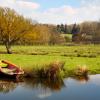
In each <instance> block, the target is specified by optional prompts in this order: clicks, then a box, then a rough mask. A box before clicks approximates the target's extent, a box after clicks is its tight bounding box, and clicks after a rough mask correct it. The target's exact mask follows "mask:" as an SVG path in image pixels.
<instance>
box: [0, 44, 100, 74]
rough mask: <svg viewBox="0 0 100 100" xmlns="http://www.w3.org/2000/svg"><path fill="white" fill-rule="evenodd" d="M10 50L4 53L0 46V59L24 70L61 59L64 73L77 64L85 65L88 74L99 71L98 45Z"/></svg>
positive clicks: (54, 46)
mask: <svg viewBox="0 0 100 100" xmlns="http://www.w3.org/2000/svg"><path fill="white" fill-rule="evenodd" d="M12 51H13V54H6V49H5V47H4V46H0V60H8V61H10V62H13V63H15V64H16V65H18V66H20V67H22V68H23V69H24V70H26V71H27V70H33V69H34V68H41V67H43V66H46V65H48V64H50V63H52V62H54V61H62V62H65V65H64V69H65V73H67V72H68V71H71V70H75V69H76V68H77V67H78V66H86V67H87V68H88V69H89V73H90V74H98V73H100V45H77V46H13V47H12Z"/></svg>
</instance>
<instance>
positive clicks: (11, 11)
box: [0, 8, 31, 54]
mask: <svg viewBox="0 0 100 100" xmlns="http://www.w3.org/2000/svg"><path fill="white" fill-rule="evenodd" d="M30 29H31V22H30V20H28V19H25V18H24V17H23V16H20V15H18V14H17V13H16V12H15V11H14V10H11V9H9V8H0V40H1V41H2V43H3V44H4V45H5V46H6V50H7V53H9V54H10V53H12V52H11V46H12V45H13V44H14V43H15V42H16V41H18V40H20V39H21V38H23V36H24V35H25V34H26V33H27V32H28V31H29V30H30Z"/></svg>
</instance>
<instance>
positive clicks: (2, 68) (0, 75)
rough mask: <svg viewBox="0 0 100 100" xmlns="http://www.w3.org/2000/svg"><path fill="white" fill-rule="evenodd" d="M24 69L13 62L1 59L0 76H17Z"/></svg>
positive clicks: (20, 73)
mask: <svg viewBox="0 0 100 100" xmlns="http://www.w3.org/2000/svg"><path fill="white" fill-rule="evenodd" d="M23 74H24V71H23V70H22V69H21V68H20V67H18V66H17V65H15V64H12V63H10V62H8V61H5V60H2V61H1V64H0V76H4V77H13V78H18V77H19V76H20V75H23Z"/></svg>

+ + + + +

*Task prompt*. With the pictures excluded, retype the records above verbatim.

*Answer*.
In each <instance> block, the target is specified by optional prompts in this order: clicks, then a box, then a rough mask. A box before clicks approximates the target's extent, a box after clicks is its tight bounding box, and clicks after a rough mask correct it. The target's exact mask follows "mask:" as an SVG path in image pixels.
<instance>
box: [0, 44, 100, 74]
rough mask: <svg viewBox="0 0 100 100" xmlns="http://www.w3.org/2000/svg"><path fill="white" fill-rule="evenodd" d="M10 50L4 53L0 46V59L24 70L61 59L64 73L77 64L85 65L88 74L99 71L98 45Z"/></svg>
positive clicks: (54, 46)
mask: <svg viewBox="0 0 100 100" xmlns="http://www.w3.org/2000/svg"><path fill="white" fill-rule="evenodd" d="M12 51H13V54H6V49H5V47H4V46H0V60H8V61H10V62H13V63H15V64H16V65H18V66H20V67H22V68H23V69H24V70H26V71H27V70H33V69H34V68H41V67H43V66H46V65H48V64H50V63H52V62H54V61H62V62H65V65H64V69H65V73H67V72H68V71H71V70H75V69H76V68H77V67H78V66H86V67H87V68H88V69H89V73H90V74H98V73H100V45H77V46H13V47H12Z"/></svg>
</instance>
<instance>
positive clicks: (11, 11)
box: [0, 8, 31, 54]
mask: <svg viewBox="0 0 100 100" xmlns="http://www.w3.org/2000/svg"><path fill="white" fill-rule="evenodd" d="M30 29H31V22H30V20H28V19H25V18H24V17H23V16H20V15H18V14H17V13H16V12H15V11H14V10H11V9H9V8H0V40H1V41H2V43H3V44H4V45H5V46H6V50H7V53H9V54H10V53H12V52H11V46H12V45H13V44H14V43H15V42H16V41H18V40H20V39H21V38H23V36H24V35H25V34H26V33H27V32H28V31H29V30H30Z"/></svg>
</instance>
<instance>
positive clicks: (2, 68) (0, 75)
rough mask: <svg viewBox="0 0 100 100" xmlns="http://www.w3.org/2000/svg"><path fill="white" fill-rule="evenodd" d="M24 69L13 62L1 59L0 76H17Z"/></svg>
positive clicks: (20, 73)
mask: <svg viewBox="0 0 100 100" xmlns="http://www.w3.org/2000/svg"><path fill="white" fill-rule="evenodd" d="M23 74H24V71H23V70H22V69H21V68H20V67H18V66H17V65H15V64H12V63H10V62H8V61H5V60H2V61H1V64H0V76H4V77H13V78H18V77H19V76H20V75H23Z"/></svg>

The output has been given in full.